**What needs to be done:** Copy out every record below, word for word.

***** The data

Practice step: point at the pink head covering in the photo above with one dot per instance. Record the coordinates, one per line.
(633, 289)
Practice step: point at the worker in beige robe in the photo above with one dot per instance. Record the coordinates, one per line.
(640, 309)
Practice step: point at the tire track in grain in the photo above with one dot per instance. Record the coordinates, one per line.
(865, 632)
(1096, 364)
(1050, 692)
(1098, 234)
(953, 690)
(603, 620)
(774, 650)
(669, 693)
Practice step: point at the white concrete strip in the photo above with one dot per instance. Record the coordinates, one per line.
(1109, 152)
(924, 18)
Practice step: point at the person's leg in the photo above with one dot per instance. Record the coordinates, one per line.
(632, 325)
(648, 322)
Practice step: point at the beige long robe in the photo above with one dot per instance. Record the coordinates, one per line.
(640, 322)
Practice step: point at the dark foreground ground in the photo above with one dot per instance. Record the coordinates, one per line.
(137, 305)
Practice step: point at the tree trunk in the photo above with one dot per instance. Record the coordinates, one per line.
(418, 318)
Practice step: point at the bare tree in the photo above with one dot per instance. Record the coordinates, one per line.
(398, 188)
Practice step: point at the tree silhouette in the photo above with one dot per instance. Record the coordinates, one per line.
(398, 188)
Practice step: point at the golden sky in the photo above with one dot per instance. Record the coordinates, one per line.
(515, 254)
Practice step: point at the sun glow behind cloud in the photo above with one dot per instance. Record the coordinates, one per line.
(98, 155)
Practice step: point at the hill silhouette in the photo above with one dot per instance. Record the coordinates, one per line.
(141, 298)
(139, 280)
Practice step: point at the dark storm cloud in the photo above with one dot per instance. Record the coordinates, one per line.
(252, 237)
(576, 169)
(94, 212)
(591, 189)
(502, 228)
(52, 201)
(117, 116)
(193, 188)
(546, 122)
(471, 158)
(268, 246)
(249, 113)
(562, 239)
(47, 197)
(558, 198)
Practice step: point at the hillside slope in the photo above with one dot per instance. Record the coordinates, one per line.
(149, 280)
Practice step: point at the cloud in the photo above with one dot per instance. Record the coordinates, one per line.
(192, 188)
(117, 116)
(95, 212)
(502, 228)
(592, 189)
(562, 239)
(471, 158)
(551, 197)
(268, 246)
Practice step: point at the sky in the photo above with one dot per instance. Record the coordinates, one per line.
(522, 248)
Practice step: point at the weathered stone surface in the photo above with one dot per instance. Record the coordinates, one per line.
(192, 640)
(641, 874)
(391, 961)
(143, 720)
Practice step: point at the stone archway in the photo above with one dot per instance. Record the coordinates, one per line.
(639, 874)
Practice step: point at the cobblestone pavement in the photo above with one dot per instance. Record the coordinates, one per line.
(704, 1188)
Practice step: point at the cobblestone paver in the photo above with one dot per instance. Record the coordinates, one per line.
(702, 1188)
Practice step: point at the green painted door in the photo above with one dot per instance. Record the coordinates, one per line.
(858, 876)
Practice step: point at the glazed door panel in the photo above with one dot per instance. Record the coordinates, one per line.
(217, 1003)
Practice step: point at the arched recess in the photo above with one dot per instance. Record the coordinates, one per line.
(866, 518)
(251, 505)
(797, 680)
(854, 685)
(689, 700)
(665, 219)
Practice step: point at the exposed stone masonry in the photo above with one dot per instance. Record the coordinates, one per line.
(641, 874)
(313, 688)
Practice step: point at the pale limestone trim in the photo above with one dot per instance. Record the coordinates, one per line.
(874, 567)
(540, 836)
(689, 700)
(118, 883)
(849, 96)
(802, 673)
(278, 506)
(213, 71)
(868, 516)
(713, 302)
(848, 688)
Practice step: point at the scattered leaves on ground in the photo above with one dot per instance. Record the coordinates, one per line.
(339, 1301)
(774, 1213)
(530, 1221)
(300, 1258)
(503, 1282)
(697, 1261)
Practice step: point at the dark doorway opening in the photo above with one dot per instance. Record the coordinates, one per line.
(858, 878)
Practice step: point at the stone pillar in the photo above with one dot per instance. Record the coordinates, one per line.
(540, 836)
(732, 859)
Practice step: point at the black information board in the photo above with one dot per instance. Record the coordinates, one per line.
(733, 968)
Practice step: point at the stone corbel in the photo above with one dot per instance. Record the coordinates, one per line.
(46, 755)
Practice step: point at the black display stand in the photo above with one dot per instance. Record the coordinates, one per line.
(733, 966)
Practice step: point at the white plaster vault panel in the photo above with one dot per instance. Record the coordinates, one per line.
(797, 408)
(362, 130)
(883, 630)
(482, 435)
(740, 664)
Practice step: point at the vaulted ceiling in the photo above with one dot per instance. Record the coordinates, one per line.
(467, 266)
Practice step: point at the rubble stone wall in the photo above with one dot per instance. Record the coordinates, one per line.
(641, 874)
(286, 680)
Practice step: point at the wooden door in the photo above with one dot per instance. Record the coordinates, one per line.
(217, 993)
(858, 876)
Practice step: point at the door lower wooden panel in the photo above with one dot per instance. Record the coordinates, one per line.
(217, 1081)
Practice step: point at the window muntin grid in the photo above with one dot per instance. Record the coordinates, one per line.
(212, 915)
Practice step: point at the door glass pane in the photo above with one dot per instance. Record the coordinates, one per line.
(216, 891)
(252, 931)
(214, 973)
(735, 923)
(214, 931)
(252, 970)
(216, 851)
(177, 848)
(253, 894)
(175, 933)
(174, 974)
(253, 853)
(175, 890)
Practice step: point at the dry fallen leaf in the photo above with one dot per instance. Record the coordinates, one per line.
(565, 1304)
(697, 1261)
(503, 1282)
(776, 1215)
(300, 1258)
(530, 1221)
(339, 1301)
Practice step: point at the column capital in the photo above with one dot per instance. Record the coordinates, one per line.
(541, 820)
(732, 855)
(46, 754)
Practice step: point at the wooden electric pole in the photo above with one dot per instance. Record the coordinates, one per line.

**********

**Result of this task:**
Practice step: point at the pink head covering in the photo above with one dot per instance. Record the coordinates, one per line.
(633, 289)
Practice step: point at the worker in beige robe in the photo above with one dot per instance. Record the coordinates, one per line.
(640, 309)
Practice step: point at the tire track in grain in the photo above with one dot per instance. Record the coordinates, one per line.
(865, 632)
(1096, 364)
(1050, 692)
(1098, 234)
(953, 690)
(603, 620)
(774, 650)
(669, 693)
Practice step: point at the white concrete strip in the photo above with one dot per instance. Record the coordinates, one per line.
(1109, 152)
(924, 18)
Practice step: point at the person's leg in the photo above with one dot per instance. Record the coordinates, one per line.
(632, 325)
(648, 322)
Practice step: point at the beige long robe in the photo above with one dot per instance. Record the coordinates, one per line.
(640, 322)
Practice step: point at the dark foreground ground in the photo above with one dot per instance. Record the coordinates, one per line.
(137, 305)
Practice step: point at the tree trunk in the photo above with one dot per instance. Record the coordinates, one per line.
(418, 318)
Practice step: point at the bare tree in the photo above with one dot per instance. Record the coordinates, one per line.
(398, 188)
Practice step: point at the tree silhouette in the photo above with one dot per instance. Record the coordinates, one per line.
(398, 188)
Practice step: point at the golden sky in the photo above with one dot per instance. Record the coordinates, one per line.
(515, 254)
Practice step: point at the sun glow behind cloud in the photo above with one dot per instance. Record the coordinates, one per line.
(98, 155)
Practice step: point at the hill silhouette in the photo above with one dot per instance. Record the coordinates, one per line.
(141, 298)
(139, 280)
Practice step: point at the dark storm cloud in the photo above with one dot per instance. Record the coordinates, one per line.
(252, 237)
(576, 169)
(94, 212)
(591, 189)
(502, 228)
(52, 201)
(117, 116)
(193, 188)
(546, 122)
(471, 158)
(268, 246)
(249, 113)
(562, 239)
(47, 197)
(558, 198)
Practice step: point at the hillside slope in the photo above with one dot per instance. Record the coordinates, one per line.
(149, 280)
Practice step: point at the cloud in the photo above with one dot per instance. Record the coordinates, one per line.
(192, 188)
(117, 116)
(95, 212)
(502, 228)
(592, 189)
(562, 239)
(471, 158)
(551, 197)
(268, 246)
Practice step: point at the sky in the photo above with one dot per instance. Record the coordinates, one per line.
(522, 248)
Practice step: point at the weathered stone surface in the photo above with one dot per instance. Record the coordinates, one per line.
(192, 640)
(641, 874)
(391, 961)
(143, 720)
Practice step: point at the stone archway in the photo above with one dot per instance. Record the coordinates, one per line.
(639, 874)
Practice step: point at the cobblestone pavement in the photo above with one dot per instance. Record the coordinates, one per line.
(704, 1188)
Practice step: point at the cobblestone paver in the photo above with one dot per instance. Record the coordinates, one per line.
(702, 1188)
Practice step: point at the green painted door in the photo above with one dot per instance. Record the coordinates, one per line.
(858, 876)
Practice step: point at the glazed door panel in the photo above with one dot per instance. Record the coordinates, one per line.
(217, 1003)
Practice step: point at the arched recess in the photo above with one dot per instance. Record the coordinates, one per line.
(866, 518)
(251, 505)
(797, 680)
(854, 685)
(689, 700)
(665, 219)
Practice step: point at the exposed stone masonry in the photo above with one dot per instance. Record the coordinates, one per line.
(641, 874)
(313, 688)
Practice step: point at the pale limestone trim in the photo above with one dot per instance. Record the coordinates, one per line.
(874, 567)
(540, 836)
(689, 700)
(118, 883)
(849, 96)
(802, 673)
(278, 506)
(213, 71)
(868, 516)
(713, 302)
(848, 688)
Practice step: point at the scattered leaves on ground in the photo above with one dot per instance. Record the coordinates, one per line.
(339, 1301)
(774, 1213)
(530, 1221)
(300, 1258)
(503, 1282)
(697, 1261)
Practice step: point at the dark doorway opening in the photo above with one dot per instance. Record the coordinates, one per line.
(858, 878)
Practice step: point at the stone pillar in the photo above with one dot per instance. Record the coordinates, one per line.
(540, 836)
(732, 859)
Practice step: point at the black information board in the photo above with one dot per instance. Record the coordinates, one per line.
(733, 968)
Practice step: point at the stone corbel in the photo above with one dot per instance. Record the coordinates, one per line.
(46, 755)
Practice step: point at the black display stand in the photo above with one dot per instance. Record the coordinates, one per line.
(733, 966)
Practice step: point at the white plaster vault panel in the photo above with one dot per instance. Record the coordinates, one per line.
(797, 408)
(362, 130)
(883, 630)
(482, 435)
(740, 664)
Practice step: point at the vaulted ceiling in the photo above with one dot per instance. Record the coordinates, one per line.
(467, 266)
Practice step: point at the rubble stone wall in the photo above with one dot per instance. Record the coordinates, one per line.
(641, 874)
(286, 680)
Practice step: point at the wooden door in the photo above with one dot per instance. Record the coordinates, one per line.
(217, 993)
(858, 876)
Practice step: point at the door lower wooden panel in the photo above with one dot per instance. Record the coordinates, one per line.
(217, 1081)
Practice step: point at the window muntin grid in the photo above with one dot per instance. Record the coordinates, one per line.
(212, 915)
Practice step: point at the door glass pane in the photo above with one dot per instance. Record the coordinates, one per line.
(216, 891)
(252, 931)
(214, 973)
(735, 923)
(214, 931)
(252, 970)
(216, 851)
(177, 848)
(253, 894)
(175, 933)
(174, 974)
(253, 853)
(175, 890)
Practice step: point at the dry fallen leaf in the photo above with one dot per instance. Record the coordinates, one per line.
(565, 1304)
(697, 1261)
(503, 1282)
(776, 1215)
(300, 1258)
(530, 1221)
(339, 1301)
Practice step: point at the column capital in the photo above with one dot per instance. Record the coordinates, one per line.
(541, 820)
(732, 855)
(46, 754)
Practice step: point at the wooden electric pole in the photo above with one dot per instance. Record the coordinates, one per line.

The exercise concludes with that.